■ **STUDY TEXT**:
Genetic Testing

Genetic testing (also called DNA-based tests) is among the newest and most sophisticated of techniques used to test for genetic disorders which involves direct examination of the DNA molecule itself. Other genetic tests include biochemical tests for such gene products as enzymes and other proteins and for microscopic examination of stained or fluorescent chromosomes. Genetic tests are used for several reasons, including:

  • identifying unaffected individuals who carry one copy of a gene for a disease that requires two copies for the disease to be expressed, these are some examples:
  • preimplantation genetic diagnosis (see the side bar, Screening Embryos for Disease)
  • prenatal diagnostic testing
  • newborn screening
  • Genealogical DNA test (for genetic genealogy purposes)

■ **DATA**:
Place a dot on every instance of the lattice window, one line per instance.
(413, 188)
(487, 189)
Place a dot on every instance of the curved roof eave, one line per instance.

■ **ACTIVITY**: Reproduce the genetic testing text in full, word for word.

■ **THE ANSWER**:
Genetic Testing

Genetic testing (also called DNA-based tests) is among the newest and most sophisticated of techniques used to test for genetic disorders which involves direct examination of the DNA molecule itself. Other genetic tests include biochemical tests for such gene products as enzymes and other proteins and for microscopic examination of stained or fluorescent chromosomes. Genetic tests are used for several reasons, including:

  • identifying unaffected individuals who carry one copy of a gene for a disease that requires two copies for the disease to be expressed, these are some examples:
  • preimplantation genetic diagnosis (see the side bar, Screening Embryos for Disease)
  • prenatal diagnostic testing
  • newborn screening
  • Genealogical DNA test (for genetic genealogy purposes)